Free-text object descriptions
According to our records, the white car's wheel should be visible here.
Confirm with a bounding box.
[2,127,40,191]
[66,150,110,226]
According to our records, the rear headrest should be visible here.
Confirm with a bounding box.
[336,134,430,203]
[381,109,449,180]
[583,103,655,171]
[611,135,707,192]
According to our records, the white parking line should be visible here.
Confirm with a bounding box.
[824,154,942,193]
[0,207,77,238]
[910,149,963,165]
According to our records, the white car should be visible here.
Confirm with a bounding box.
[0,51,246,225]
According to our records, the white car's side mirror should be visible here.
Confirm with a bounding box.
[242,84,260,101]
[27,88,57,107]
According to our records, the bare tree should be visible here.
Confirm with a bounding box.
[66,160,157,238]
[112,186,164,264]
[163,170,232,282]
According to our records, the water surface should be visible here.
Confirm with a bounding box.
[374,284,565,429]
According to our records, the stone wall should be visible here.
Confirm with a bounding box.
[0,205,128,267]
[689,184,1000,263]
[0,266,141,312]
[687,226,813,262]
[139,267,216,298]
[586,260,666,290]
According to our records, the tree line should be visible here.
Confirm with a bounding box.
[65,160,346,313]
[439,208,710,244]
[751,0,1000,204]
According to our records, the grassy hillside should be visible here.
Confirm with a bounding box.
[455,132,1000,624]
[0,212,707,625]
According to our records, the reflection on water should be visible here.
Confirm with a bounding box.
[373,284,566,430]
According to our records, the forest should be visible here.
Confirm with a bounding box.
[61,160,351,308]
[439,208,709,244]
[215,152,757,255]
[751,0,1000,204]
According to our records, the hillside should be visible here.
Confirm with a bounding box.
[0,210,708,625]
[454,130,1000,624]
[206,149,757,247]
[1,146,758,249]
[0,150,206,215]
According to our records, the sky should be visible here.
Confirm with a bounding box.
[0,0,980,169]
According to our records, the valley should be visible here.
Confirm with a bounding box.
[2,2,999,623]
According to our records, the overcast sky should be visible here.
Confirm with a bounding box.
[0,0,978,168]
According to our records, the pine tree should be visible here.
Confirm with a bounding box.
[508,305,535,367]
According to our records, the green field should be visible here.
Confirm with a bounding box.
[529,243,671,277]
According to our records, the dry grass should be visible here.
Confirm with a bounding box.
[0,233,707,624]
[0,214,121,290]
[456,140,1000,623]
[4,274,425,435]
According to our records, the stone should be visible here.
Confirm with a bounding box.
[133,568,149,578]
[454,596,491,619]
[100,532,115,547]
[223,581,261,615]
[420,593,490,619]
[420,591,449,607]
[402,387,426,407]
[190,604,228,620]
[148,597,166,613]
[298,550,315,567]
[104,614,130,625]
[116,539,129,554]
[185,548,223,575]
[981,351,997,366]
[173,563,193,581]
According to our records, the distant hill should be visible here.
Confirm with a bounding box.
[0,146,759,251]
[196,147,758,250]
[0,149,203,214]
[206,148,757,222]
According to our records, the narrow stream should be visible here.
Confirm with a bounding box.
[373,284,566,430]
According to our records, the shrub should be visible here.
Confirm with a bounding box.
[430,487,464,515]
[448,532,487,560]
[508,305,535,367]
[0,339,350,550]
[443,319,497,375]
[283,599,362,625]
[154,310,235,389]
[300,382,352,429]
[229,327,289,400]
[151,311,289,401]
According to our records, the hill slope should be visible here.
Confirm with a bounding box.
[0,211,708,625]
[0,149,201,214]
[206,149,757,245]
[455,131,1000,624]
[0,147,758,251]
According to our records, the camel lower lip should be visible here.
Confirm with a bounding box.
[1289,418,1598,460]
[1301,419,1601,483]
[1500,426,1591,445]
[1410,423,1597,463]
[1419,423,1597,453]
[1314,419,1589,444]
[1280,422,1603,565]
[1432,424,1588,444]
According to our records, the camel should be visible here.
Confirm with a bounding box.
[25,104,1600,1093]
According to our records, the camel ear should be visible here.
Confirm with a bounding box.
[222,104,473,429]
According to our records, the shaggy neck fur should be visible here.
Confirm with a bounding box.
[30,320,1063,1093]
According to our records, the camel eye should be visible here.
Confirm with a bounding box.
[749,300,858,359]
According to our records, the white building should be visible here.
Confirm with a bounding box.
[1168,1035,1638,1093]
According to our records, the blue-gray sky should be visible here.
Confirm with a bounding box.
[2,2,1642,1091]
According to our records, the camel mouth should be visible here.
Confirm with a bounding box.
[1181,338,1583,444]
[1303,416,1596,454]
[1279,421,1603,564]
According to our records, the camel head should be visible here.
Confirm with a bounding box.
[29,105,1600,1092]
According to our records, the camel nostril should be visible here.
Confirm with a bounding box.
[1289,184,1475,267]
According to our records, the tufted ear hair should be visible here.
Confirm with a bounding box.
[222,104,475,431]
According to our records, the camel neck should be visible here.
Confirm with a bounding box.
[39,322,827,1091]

→ Instructions to follow
An exact copy of every line above, start to finish, is required.

→ Exercise answer
According to our records, the white car's wheel should be visible here.
Confirm with a bounding box.
[2,127,40,191]
[66,150,110,226]
According to our records, the rear headrest should be visible here.
Confirm with a bounding box.
[336,134,430,203]
[381,109,449,180]
[583,103,655,171]
[611,135,707,192]
According to our records, the white parking line should be visible here.
Confirm with a bounding box.
[824,154,942,193]
[0,207,77,238]
[910,149,963,165]
According to our records, the white car should be visible here.
Confirm with a bounding box.
[0,51,246,225]
According to our records, the white car's side mirror should be visible here.
Confirm with a bounding box.
[242,84,260,101]
[27,88,57,107]
According to our records, the bare tree should be visible here.
Confirm with a bounding box.
[66,160,157,238]
[112,186,164,264]
[163,170,232,282]
According to our records, the water surface should be visible here.
Confirm with a bounding box.
[374,284,565,429]
According to our records, the stone wall should be visible here.
Confirm with a bounding box.
[0,205,128,267]
[689,184,1000,263]
[0,266,141,312]
[687,226,813,262]
[139,267,216,298]
[586,260,666,290]
According to our records, the tree line should be visible here.
Confirm with a bounding box.
[65,160,346,313]
[439,208,710,244]
[751,0,1000,204]
According to our records, the grassy hillside should be visible here.
Confirm with a bounding box.
[455,132,1000,624]
[0,212,707,625]
According to our records, the reflection on water should be visible here.
Confirm with a bounding box.
[373,284,566,430]
According to our records, the forest should be visible here.
Confirm with a bounding box.
[61,160,351,308]
[439,208,709,244]
[215,152,757,255]
[751,0,1000,204]
According to our records, the hillside should be visible here.
Confirm with a bounding box.
[0,210,708,625]
[454,130,1000,624]
[206,149,757,247]
[1,146,758,249]
[0,150,206,215]
According to our records, the sky should be visible here.
Confirm with a bounding box.
[0,0,980,169]
According to our records, the valley should be visible here.
Confirm with a bounding box.
[2,2,999,623]
According to our records, the overcast sky should be visible here.
Confirm with a bounding box.
[0,0,978,168]
According to our records, the pine tree should be visible here.
Confirm with a bounding box.
[508,305,535,367]
According to our records, the green field should be visible here.
Confirm with a bounding box.
[529,243,671,277]
According to our records, the dry grass should be visible here.
Confirm with a bounding box.
[0,233,707,624]
[0,214,121,290]
[456,140,1000,623]
[4,274,425,435]
According to our records, the stone should be visible here.
Confirm with a bounding box.
[133,568,149,578]
[454,596,491,619]
[100,532,115,547]
[223,581,261,615]
[420,593,490,619]
[420,591,449,607]
[402,387,426,407]
[190,604,228,620]
[148,597,166,613]
[298,550,315,567]
[104,614,130,625]
[116,539,129,554]
[185,548,223,575]
[981,351,997,366]
[173,563,193,581]
According to our records, the distant hill should be visible here.
Confirm with a bounding box.
[0,146,759,251]
[196,147,758,250]
[0,149,203,214]
[206,148,757,222]
According to our records, the narrow stream should be visible here.
Confirm with a bounding box.
[373,284,566,430]
According to our records, the shrub should be visible here.
Confirm with a bounding box.
[430,487,464,515]
[448,532,487,560]
[508,305,535,367]
[0,339,350,550]
[443,319,497,375]
[283,599,362,625]
[154,310,235,389]
[300,382,352,429]
[229,327,289,400]
[151,311,289,401]
According to our records, the hill slope should be visible here.
Confirm with a bounding box.
[0,211,708,625]
[0,149,201,214]
[206,149,757,245]
[455,131,1000,624]
[0,147,758,251]
According to our records, the camel lower lip should be visible here.
Confirm with a bounding box.
[1289,418,1598,460]
[1301,419,1601,483]
[1500,426,1591,445]
[1410,423,1597,463]
[1419,423,1597,453]
[1314,419,1589,444]
[1280,422,1603,565]
[1432,424,1588,444]
According to our records, the camel should be visible here.
Confirm with a bounding box.
[25,104,1600,1093]
According to our records, the camel ear should be visible here.
Confirm with a bounding box.
[222,104,473,429]
According to our records, the shaggy neck fur should be visible here.
Confirm with a bounding box.
[30,320,1063,1093]
According to our records, the camel eye should be visible here.
Confirm with a bounding box.
[749,300,858,359]
According to our records, the white building should be visible here.
Confirm with a bounding box.
[1168,1035,1638,1093]
According to our records, the blue-gray sky should be visible here.
Confirm with a bounding box.
[2,2,1642,1091]
According to our records, the camel mouth should be visible here.
Confirm with a bounding box.
[1181,338,1583,444]
[1303,416,1596,454]
[1279,421,1603,564]
According to our records, the camel head should be visible here.
Confirm with a bounding box.
[29,105,1600,1092]
According to our records, the camel nostril should be visible here.
Confirm with a bounding box.
[1289,184,1475,267]
According to our records, the tufted ear hair should be visible here.
Confirm with a bounding box.
[222,104,475,431]
According to our records, the camel neck should be visible here.
Confirm with a bounding box.
[39,322,827,1091]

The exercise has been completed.